__WHAT TO DO__:
Any image in the records is to be skipped; everything else should be reproduced exactly.

(Beginning of INPUT DATA)

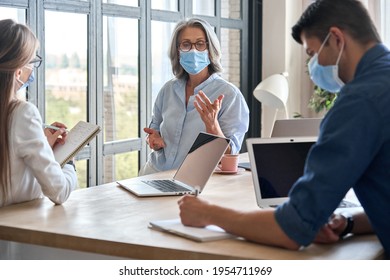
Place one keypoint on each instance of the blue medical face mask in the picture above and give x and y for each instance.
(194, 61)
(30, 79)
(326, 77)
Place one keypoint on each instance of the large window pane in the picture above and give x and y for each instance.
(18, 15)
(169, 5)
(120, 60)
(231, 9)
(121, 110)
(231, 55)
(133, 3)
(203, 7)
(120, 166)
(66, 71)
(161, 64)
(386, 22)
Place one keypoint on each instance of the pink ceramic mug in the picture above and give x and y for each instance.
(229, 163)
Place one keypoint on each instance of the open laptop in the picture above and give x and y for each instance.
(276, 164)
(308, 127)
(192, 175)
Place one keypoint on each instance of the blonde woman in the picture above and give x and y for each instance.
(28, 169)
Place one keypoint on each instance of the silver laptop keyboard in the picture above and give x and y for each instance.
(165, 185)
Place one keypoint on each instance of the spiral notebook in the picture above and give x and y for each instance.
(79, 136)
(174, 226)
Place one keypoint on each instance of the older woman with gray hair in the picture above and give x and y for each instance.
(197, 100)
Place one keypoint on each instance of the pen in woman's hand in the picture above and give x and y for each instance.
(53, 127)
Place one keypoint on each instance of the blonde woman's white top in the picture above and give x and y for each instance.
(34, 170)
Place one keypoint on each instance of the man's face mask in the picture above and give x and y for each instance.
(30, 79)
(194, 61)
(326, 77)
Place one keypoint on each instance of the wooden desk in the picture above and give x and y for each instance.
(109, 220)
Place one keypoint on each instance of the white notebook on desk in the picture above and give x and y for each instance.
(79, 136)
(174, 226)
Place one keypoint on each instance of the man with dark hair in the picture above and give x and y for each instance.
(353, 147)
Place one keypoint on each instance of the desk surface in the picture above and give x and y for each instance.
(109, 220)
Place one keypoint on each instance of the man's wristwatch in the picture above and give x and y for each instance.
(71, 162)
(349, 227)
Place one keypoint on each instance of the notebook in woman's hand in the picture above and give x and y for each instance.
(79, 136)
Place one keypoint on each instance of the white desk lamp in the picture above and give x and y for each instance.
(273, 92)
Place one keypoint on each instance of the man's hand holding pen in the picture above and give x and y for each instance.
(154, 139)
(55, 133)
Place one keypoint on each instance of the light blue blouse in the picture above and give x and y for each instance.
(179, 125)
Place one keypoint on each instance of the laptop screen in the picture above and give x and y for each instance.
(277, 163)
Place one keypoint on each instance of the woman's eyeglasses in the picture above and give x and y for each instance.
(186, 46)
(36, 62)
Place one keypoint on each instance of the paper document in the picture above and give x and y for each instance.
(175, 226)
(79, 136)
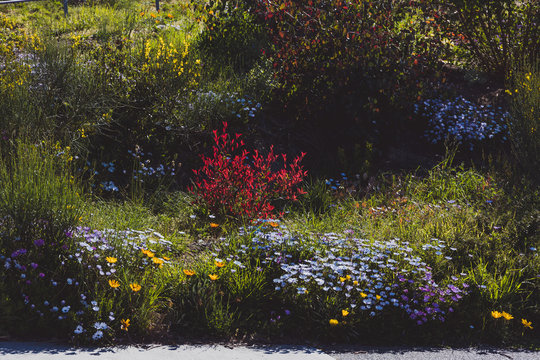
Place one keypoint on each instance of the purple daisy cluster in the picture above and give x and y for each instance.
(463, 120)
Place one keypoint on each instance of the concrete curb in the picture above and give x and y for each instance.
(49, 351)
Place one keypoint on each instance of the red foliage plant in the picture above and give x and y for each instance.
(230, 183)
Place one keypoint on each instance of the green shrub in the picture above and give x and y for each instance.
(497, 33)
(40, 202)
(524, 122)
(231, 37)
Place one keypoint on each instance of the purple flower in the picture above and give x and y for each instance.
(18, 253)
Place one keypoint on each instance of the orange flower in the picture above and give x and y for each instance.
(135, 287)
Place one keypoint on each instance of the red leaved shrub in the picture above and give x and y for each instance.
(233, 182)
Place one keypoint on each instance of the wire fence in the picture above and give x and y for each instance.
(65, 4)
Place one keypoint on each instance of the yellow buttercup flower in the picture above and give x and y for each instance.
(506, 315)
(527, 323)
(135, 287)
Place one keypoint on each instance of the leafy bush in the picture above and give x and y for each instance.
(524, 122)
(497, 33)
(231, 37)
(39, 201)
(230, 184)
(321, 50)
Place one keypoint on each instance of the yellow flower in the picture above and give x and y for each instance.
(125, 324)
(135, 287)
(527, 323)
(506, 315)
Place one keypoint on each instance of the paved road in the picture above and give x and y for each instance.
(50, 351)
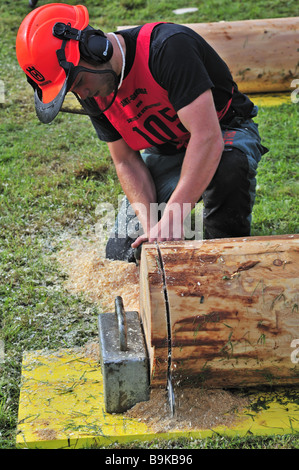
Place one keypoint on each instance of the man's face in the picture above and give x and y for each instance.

(End of INPUT DATA)

__ANSWER TO THIS PROBLEM__:
Place one keypoint on each instance of the blue medical face mask in the picture above and give x and y for each instance.
(194, 61)
(30, 79)
(326, 77)
Place one keypoint on each instance of the large window pane in the picture above and give x and y for each instance.
(18, 15)
(169, 5)
(120, 60)
(231, 9)
(121, 110)
(231, 55)
(133, 3)
(203, 7)
(120, 166)
(66, 71)
(161, 64)
(386, 22)
Place one keypoint on each instance of the pink ceramic mug in the picture above and give x and y for each instance.
(229, 163)
Place one keypoint on each instance of the open laptop in the picture above and give x and y for each instance.
(276, 164)
(308, 127)
(192, 175)
Place one keypoint on each instance of the blonde woman in the picture above and give x and y for each instance.
(28, 169)
Place one keypoint on each instance of the silver laptop keyboard in the picture above and give x and y for each instance.
(165, 185)
Place one keypoint on each instance of the spiral notebook in the picture above and give x and y for each instance.
(79, 136)
(174, 226)
Place one keypoint on each instance of the older woman with gray hair in the picture above and give x and y for each instance.
(197, 100)
Place one keypoint on each instance of the pen in woman's hand in the picture above and give x and y for each instance.
(53, 127)
Place one keypoint on each instance of the blonde woman's white top in the picture above and give x and y for each instance.
(34, 170)
Place one keypoint on each instance of the man's face mask in the picture above and give x and y for each instance.
(30, 79)
(194, 61)
(326, 77)
Place one keypoint on each instance of the wooden desk in the picture above and give x and y for each instance.
(109, 220)
Place one keypoint on each instance of the white notebook on desk in the picture above and give x and y for each instance.
(79, 136)
(174, 226)
Place one keypoint on each instance of the man with dark hair in the picture above and give x and y for each instance.
(353, 147)
Place one keypoint on each instance of the desk surface in the picture above and give x and y for each instance.
(109, 220)
Place one keypoint on each instance of the man's wristwatch in the picture above and give x and y for each instance.
(71, 162)
(349, 227)
Place one keypoint on each instance of the notebook in woman's hand in the picture above and give x and y for each instance.
(79, 136)
Place one keypoint on each instance of the white desk lamp in the picture above and give x and y for each instance.
(273, 92)
Place one keypoint on each instance of the man's hand holding pen in the picture above and give x and y for each instance.
(154, 139)
(55, 133)
Place one keypoint on each instance of the light blue blouse in the picture above and give x and y for each instance.
(179, 125)
Place one keypoint on each instance of the laptop screen in the picture above and give x and y for each instance.
(277, 163)
Place one keypoint on each instance of the woman's eyeglasses in the picture above and give x and y for each instance.
(186, 46)
(36, 62)
Place one keypoint on each instance of the paper document in the picture above and give x and y for each instance.
(175, 226)
(79, 136)
Place one keypoint on each instance of the purple daisy cluster in the picture above and give x and y for each instance.
(463, 120)
Place one keypoint on each instance of the concrete curb in the picture above and give x and y for each instance.
(49, 351)
Place one keypoint on each instance of the red foliage plant in the picture above and give x and y for each instance.
(230, 183)
Place one keypoint on each instance of the green shrub in the picture above and give x and y for each instance.
(497, 33)
(40, 202)
(524, 122)
(231, 37)
Place one keypoint on each instance of the purple flower in the picture above and give x and y for each instance.
(18, 253)
Place one keypoint on each instance of the orange flower in the picture above and give x and y for each instance.
(135, 287)
Place one keypoint on each instance of the red leaved shrub in the picture above and give x and y for each instance.
(233, 182)
Place one keypoint on each instance of the wire fence in the picture above and give x and y for each instance.
(65, 4)
Place one keypoint on each instance of the yellow buttercup flower in the picture above and give x and y for each instance.
(506, 315)
(527, 323)
(135, 287)
Place one keypoint on each instance of the leafy bush in the picture above and give x and y for each instance.
(524, 122)
(497, 33)
(231, 37)
(39, 201)
(230, 184)
(321, 50)
Place one keypoint on each instance of the yellow flower in the picture above and give x and y for each instance.
(125, 324)
(135, 287)
(527, 323)
(506, 315)
Place one keypoint on each instance of the paved road in the picture above and give x and y for each instance.
(50, 351)
Place one keypoint on each instance of the man's face in the picture above and give x and y for each instance.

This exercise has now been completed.